> [What is asked] Output every entry below verbatim, line for line, and omit the pictures.

> [The data]
* * * *

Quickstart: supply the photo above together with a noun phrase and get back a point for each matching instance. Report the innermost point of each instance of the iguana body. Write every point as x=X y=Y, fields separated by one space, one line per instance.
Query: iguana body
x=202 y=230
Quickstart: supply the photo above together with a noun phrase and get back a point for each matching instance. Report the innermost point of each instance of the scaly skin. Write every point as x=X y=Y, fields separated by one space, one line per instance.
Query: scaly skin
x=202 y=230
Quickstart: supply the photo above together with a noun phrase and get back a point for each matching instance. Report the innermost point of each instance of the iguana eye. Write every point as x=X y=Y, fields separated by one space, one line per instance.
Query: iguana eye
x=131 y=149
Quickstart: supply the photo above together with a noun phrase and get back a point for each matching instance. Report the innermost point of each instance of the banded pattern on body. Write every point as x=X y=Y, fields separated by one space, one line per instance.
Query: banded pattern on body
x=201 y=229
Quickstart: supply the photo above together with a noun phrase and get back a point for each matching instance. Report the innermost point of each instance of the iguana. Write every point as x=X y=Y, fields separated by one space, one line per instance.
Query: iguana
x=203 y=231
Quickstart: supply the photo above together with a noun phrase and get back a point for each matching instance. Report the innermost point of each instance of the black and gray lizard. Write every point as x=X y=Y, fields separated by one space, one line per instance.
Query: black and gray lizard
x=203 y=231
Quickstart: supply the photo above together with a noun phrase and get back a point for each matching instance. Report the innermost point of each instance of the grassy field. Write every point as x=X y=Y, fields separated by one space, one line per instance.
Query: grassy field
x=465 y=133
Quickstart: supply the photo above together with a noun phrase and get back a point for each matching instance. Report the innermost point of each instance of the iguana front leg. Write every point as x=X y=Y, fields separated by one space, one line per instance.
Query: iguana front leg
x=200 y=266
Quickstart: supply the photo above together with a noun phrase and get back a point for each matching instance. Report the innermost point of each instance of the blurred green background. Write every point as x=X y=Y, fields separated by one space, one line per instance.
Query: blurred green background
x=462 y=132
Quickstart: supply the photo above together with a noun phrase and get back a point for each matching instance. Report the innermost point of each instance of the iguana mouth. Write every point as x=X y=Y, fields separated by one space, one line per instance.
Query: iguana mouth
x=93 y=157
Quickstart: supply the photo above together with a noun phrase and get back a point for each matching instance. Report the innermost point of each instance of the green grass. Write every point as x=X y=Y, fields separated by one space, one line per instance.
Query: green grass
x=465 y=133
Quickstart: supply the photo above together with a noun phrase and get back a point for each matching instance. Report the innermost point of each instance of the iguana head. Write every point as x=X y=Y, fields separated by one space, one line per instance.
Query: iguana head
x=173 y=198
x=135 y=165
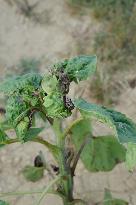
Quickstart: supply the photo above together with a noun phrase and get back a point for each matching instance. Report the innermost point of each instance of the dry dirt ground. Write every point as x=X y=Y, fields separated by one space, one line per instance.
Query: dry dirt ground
x=53 y=31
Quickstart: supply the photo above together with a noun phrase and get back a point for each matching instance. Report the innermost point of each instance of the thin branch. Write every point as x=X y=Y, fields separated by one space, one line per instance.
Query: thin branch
x=52 y=148
x=78 y=154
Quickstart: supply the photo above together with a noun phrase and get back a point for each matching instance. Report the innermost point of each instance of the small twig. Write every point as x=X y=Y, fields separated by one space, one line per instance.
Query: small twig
x=78 y=154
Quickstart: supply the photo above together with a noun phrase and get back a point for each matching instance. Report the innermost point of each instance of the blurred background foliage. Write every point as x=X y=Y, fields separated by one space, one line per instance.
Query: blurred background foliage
x=114 y=44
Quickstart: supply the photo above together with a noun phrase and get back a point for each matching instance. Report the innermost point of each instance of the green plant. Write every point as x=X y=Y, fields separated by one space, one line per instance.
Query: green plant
x=114 y=43
x=47 y=95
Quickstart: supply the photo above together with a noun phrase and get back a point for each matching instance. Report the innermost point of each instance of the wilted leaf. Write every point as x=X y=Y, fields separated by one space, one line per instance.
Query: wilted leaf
x=109 y=200
x=100 y=153
x=131 y=156
x=123 y=127
x=78 y=68
x=33 y=173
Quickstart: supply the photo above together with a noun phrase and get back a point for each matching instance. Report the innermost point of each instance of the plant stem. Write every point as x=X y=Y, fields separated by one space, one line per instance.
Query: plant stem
x=45 y=191
x=64 y=168
x=69 y=128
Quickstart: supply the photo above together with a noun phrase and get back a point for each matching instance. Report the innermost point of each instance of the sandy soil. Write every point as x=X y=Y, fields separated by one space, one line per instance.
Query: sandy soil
x=53 y=31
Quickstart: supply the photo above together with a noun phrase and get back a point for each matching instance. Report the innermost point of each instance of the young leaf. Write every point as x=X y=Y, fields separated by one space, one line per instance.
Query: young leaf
x=131 y=156
x=33 y=174
x=123 y=127
x=3 y=203
x=100 y=153
x=108 y=200
x=78 y=68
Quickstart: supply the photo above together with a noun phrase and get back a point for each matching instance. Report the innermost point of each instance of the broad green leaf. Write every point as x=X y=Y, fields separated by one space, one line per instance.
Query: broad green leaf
x=32 y=173
x=3 y=203
x=14 y=84
x=123 y=127
x=131 y=156
x=32 y=133
x=100 y=153
x=109 y=200
x=78 y=68
x=3 y=138
x=54 y=106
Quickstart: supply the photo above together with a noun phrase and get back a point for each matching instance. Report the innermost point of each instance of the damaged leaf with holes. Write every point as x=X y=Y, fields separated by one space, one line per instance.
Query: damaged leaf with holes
x=23 y=96
x=100 y=153
x=124 y=128
x=78 y=68
x=32 y=173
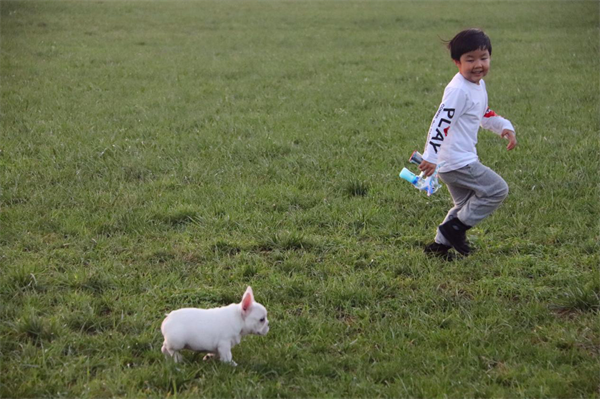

* * * *

> [Correct output]
Quickstart: supply the photo above together with a noun phrase and get back a point for each matching instance. Report the innermost point of each instance of the iguana body. Write every point as x=X y=Y, fields separated by one space, one line per instance.
Query: iguana body
x=202 y=230
Quickstart: supply the photo above together with a noun phrase and get back a point for each matching instance. Report the innermost point of each instance of the scaly skin. Write every point as x=X y=Y, fields separated by one space, one line per instance.
Query: scaly skin
x=202 y=230
Quickstart: supply the photo above together with a noun phrase and get back a point for each matching instance. Report the innermost point of each instance of the iguana eye. Write every point as x=X y=Y, fields separated by one space, one line per instance.
Query: iguana eye
x=131 y=149
Quickstart: supply the photo above together with a noun phrase and get back a point for each matching instance. Report the innermost point of each instance of the banded pattern on body. Write every point as x=X y=Y, fields separated by one space, one line per instance.
Query: banded pattern on body
x=201 y=229
Quickstart: supply the photo above together with a noun phrase and get back a point for each matching instance. Report the innermost point of each instance of the iguana. Write every point as x=X y=Y, fields separated by one space, one line per instance.
Query: iguana
x=203 y=231
Quickstart: supply the photo above together with a noun phrase and get back a point for each matching instance. Report the innermost point of each instance of the black and gray lizard. Write every point as x=X y=Y, fields separated by one space, one line per instance.
Query: black and gray lizard
x=203 y=231
Quickstart: supply the photo above together with a noun phrase and get back a point for each matching instance. Report the innermost point of each instance of the grassy field. Write every point as x=X y=Y, fields separated by one space, one line per instance.
Query: grassy field
x=465 y=133
Quickstart: supply the photo above together with a noun phrase and get back a point for each matching instance. Report the innermost point of each instance of the iguana front leg. Write every point as x=X y=Y, fields separated by one space, one line per instance.
Query: iguana front leg
x=200 y=266
Quickstart: supply the photo above together with a noun phrase and get back a point for each matching instance. Report the innermost point of each instance of the blurred green background. Write every point as x=X y=Y, fields separated by one space, one line per instance.
Query: blurred green background
x=462 y=132
Quickstart: supply the photo above together with a noun phrase and get back a point for each matching instance. Report the innermost point of each instance of the iguana mouth. Write every point as x=X y=Y, fields separated by one space, one line per instance.
Query: iguana mouth
x=93 y=157
Quickstart: supply the photo above together with a noun phrase and get back a point for each matching instance. Report the innermost point of each instance of the green grass. Write every point as x=X y=Y, fields separated by one space, one line per instance.
Query: green grass
x=465 y=133
Quickstart: supply the photo above together with a noun phrase and get back a point for each matching instance. Report the innermost point of each instance of the iguana head. Write every point as x=X y=Y, fields separated by one space, one line per instance.
Query: iguana head
x=173 y=198
x=135 y=165
Quickstart: supply the photo above together with a noun phrase and get back a point for each matching instance. Report the innermost point of each instance of the dry dirt ground. Write every point as x=X y=Y, fields separated by one space, one line per instance.
Query: dry dirt ground
x=53 y=31
Quickstart: supply the photo above together with a noun phrase and get back a point for each matching instance. Report the innermost point of each instance of the thin branch. Write every point as x=X y=Y, fields separated by one space, one line per instance.
Query: thin branch
x=52 y=148
x=78 y=154
Quickstart: supply the photo above together with a noun phrase and get back a point for each matching instance. Report the innermost point of each instance of the small twig. Write every point as x=X y=Y, fields separated by one space, one line per instance.
Query: small twig
x=78 y=154
Quickstart: supply the photo above together with a noun phrase and get back a point for each matching instance. Report the innermost point of each instance of the blurred background foliage. Write every point as x=X y=Y, fields separated by one space, one line per instance.
Query: blurred background foliage
x=114 y=44
Quickstart: supply the photo above together with a noun phrase and get back a point for each matching instance. Report the innermost point of each instance of the green plant. Write every point as x=X y=Y, fields separated by one space, one line per instance.
Query: green plant
x=114 y=43
x=47 y=95
Quickstart: supply the photo above together with a noun phrase and get back a point for each matching instance. Report the innermost point of each instance of the wilted leaf. Write every point as x=X y=Y, fields separated by one space, one line per instance.
Query: wilted leaf
x=109 y=200
x=100 y=153
x=131 y=156
x=123 y=127
x=78 y=68
x=33 y=173
Quickstart: supply the photo above together with a noun phrase and get back a point for each matching instance. Report the innermost point of each instance of the plant stem. Write every point as x=X y=Y, fields separated by one space, one line per instance.
Query: plant stem
x=45 y=191
x=64 y=168
x=69 y=128
Quickstart: supply the photo above together with a noun phrase and get back a point for each matching instance. Report the innermost point of each instance of the sandy soil. Write every point as x=X y=Y, fields separated by one space, one line per instance.
Query: sandy soil
x=53 y=31
Quickstart: supply the photo above together with a noun phrase and get back a point for each matching instance. Report the innermost point of each instance of the young leaf. Write every point as x=X y=Y, fields separated by one space, one line per instance.
Query: young leaf
x=131 y=156
x=33 y=174
x=123 y=127
x=3 y=203
x=100 y=153
x=108 y=200
x=78 y=68
Quickstart: supply the photo above together with a noun phrase and get back a point for each matching instance. Report the innermost point of each instance of the broad green leaf. Write every point as x=X y=Y, fields separated by one space, one line per instance.
Query: broad green leaf
x=32 y=173
x=3 y=203
x=14 y=84
x=123 y=127
x=131 y=156
x=32 y=133
x=100 y=153
x=109 y=200
x=78 y=68
x=3 y=138
x=54 y=106
Quickstart: supply the photo above together with a noun phrase and get back a point for each matching instance. Report the innermost point of each instance of the damaged leaf with holes. Write every point as x=X y=Y, fields separated by one space, one line per instance.
Query: damaged leaf with holes
x=23 y=96
x=100 y=153
x=124 y=128
x=78 y=68
x=32 y=173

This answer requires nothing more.